**Try it:** Restate the data below, keeping every line the same.

**Data:**
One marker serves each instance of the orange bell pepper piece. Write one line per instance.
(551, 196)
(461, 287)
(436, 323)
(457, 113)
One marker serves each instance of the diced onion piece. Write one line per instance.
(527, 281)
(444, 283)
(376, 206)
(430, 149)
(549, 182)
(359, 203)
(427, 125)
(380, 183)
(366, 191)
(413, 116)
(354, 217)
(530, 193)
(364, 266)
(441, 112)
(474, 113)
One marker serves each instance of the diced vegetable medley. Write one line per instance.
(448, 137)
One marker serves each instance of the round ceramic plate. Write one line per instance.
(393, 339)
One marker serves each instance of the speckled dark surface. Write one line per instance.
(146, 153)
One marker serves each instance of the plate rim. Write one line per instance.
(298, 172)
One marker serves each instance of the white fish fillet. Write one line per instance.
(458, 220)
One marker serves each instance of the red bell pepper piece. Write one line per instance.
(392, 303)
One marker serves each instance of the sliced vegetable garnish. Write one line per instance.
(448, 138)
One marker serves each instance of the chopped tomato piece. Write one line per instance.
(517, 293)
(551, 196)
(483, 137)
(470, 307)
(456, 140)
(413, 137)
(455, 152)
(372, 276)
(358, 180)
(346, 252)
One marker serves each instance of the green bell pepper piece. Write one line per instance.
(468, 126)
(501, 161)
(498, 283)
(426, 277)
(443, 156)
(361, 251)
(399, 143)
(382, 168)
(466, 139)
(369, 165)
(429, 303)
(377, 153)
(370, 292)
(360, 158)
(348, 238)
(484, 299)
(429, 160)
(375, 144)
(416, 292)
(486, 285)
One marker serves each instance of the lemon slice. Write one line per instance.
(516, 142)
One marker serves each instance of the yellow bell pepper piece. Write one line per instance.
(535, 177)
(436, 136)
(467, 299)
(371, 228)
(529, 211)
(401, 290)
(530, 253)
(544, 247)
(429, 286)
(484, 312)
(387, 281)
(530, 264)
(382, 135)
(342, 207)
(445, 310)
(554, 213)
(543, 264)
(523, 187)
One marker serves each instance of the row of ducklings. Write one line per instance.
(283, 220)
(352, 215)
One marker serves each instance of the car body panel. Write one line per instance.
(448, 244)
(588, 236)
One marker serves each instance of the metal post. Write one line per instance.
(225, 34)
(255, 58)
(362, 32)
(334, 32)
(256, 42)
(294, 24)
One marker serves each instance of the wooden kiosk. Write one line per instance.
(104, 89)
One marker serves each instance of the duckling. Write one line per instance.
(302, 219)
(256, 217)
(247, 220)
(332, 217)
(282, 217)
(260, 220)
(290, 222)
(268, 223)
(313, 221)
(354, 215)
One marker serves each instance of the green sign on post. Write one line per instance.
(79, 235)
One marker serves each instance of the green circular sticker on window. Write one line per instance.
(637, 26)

**Task response:**
One marker serves each instance of the orange bell pepper piece. Write one line per instance.
(551, 196)
(461, 287)
(436, 323)
(457, 113)
One marker serves each instance of the diced onion piece. Write one line per instance.
(527, 281)
(444, 283)
(376, 206)
(430, 149)
(549, 182)
(359, 203)
(427, 125)
(380, 183)
(366, 191)
(413, 116)
(354, 217)
(530, 193)
(364, 266)
(441, 112)
(474, 113)
One marker serves each instance of the diced vegetable medley. Write one line per instance.
(448, 137)
One marker serves each instance of the round ceramic plate. Write one line per instance.
(393, 339)
One marker serves each instance of the speckled dark surface. Write one line per instance.
(146, 153)
One marker serves each instance of the plate rim. Write one line per instance.
(298, 172)
One marker serves each instance of the white fish fillet. Write one line per instance.
(458, 220)
One marker serves each instance of the red bell pepper piece. Write one line per instance.
(392, 303)
One marker serves each instance of the sliced vegetable garnish. Write one line per instance.
(448, 138)
One marker serves each instance of the chopped tomato piece. Write one line per instance.
(517, 293)
(551, 196)
(483, 137)
(470, 307)
(456, 140)
(413, 137)
(455, 152)
(372, 276)
(358, 180)
(346, 252)
One marker serves each instance of the green bell pepper piece. Write one line per instance.
(468, 126)
(501, 161)
(498, 283)
(426, 277)
(443, 156)
(361, 251)
(399, 143)
(382, 168)
(466, 139)
(369, 165)
(429, 303)
(377, 153)
(370, 292)
(360, 158)
(348, 238)
(484, 299)
(429, 160)
(375, 144)
(416, 292)
(486, 285)
One marker serves each instance of the lemon slice. Write one line per instance.
(516, 142)
One marker serves each instance of the yellow bell pepper piece. Write one line per instance.
(535, 177)
(436, 136)
(467, 299)
(371, 228)
(529, 211)
(401, 290)
(530, 253)
(544, 247)
(429, 286)
(484, 312)
(387, 281)
(530, 264)
(382, 135)
(342, 207)
(445, 310)
(554, 213)
(543, 264)
(523, 187)
One marker serves each instance of the row of ducklings. Write one line per instance.
(283, 220)
(352, 215)
One marker serves each instance of the car body panel. Write one line per instance.
(448, 244)
(588, 236)
One marker serves each instance of the metal post. Write one line per instance.
(225, 34)
(255, 58)
(362, 32)
(334, 32)
(256, 42)
(294, 24)
One marker serves each instance of the wooden kiosk. Write one line per instance.
(104, 89)
One marker serves each instance of the duckling. Write one line per instance.
(302, 219)
(256, 217)
(247, 220)
(332, 217)
(282, 217)
(260, 220)
(290, 222)
(268, 223)
(313, 221)
(354, 215)
One marker serves each instance of the green sign on post. Write one line per instance.
(79, 235)
One marker serves each instance of the green circular sticker on window. Write one line per instance.
(637, 26)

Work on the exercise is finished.